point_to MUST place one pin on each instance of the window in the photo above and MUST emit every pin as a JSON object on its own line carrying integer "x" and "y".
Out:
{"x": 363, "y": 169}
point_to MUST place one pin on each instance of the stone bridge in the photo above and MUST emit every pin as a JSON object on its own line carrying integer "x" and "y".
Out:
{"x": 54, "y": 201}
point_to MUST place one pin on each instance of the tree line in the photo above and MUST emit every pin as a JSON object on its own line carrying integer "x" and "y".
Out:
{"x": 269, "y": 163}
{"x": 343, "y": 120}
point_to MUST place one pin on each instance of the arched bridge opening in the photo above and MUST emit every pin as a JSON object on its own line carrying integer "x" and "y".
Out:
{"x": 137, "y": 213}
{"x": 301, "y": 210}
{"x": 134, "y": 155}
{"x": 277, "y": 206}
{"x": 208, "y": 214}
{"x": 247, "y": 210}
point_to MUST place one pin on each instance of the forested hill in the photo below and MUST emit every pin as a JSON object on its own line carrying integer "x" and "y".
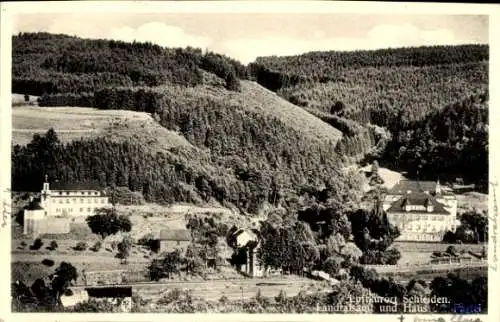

[What is needed] Find and copy each line of the listing above that holds the word "instance".

[Written response]
point_to MUST place one pin on each instance of the window in the photo above and MUST emit every pin as a JSON object on its own line carrying integer "x" and "y".
point_to MUST place one pin on each instance of the stone bridge in the photo above and MUST emit every pin as a JSON object on its own line carrying integer "x" and "y".
point_to MUST place one pin on each instance of the tree line in the photo above and MUST emit every pin as a JSON object on its own line carrying integer "x" and "y".
point_to MUST place one pin on each instance of the arched bridge opening in the photo above and MUST emit every pin as a JSON object on its own line carrying integer "x" and "y".
point_to MUST place one pin on each instance of the forested hill in the photo below and MUST emit every pin as a JSON object on its own line carrying integer "x" and "y".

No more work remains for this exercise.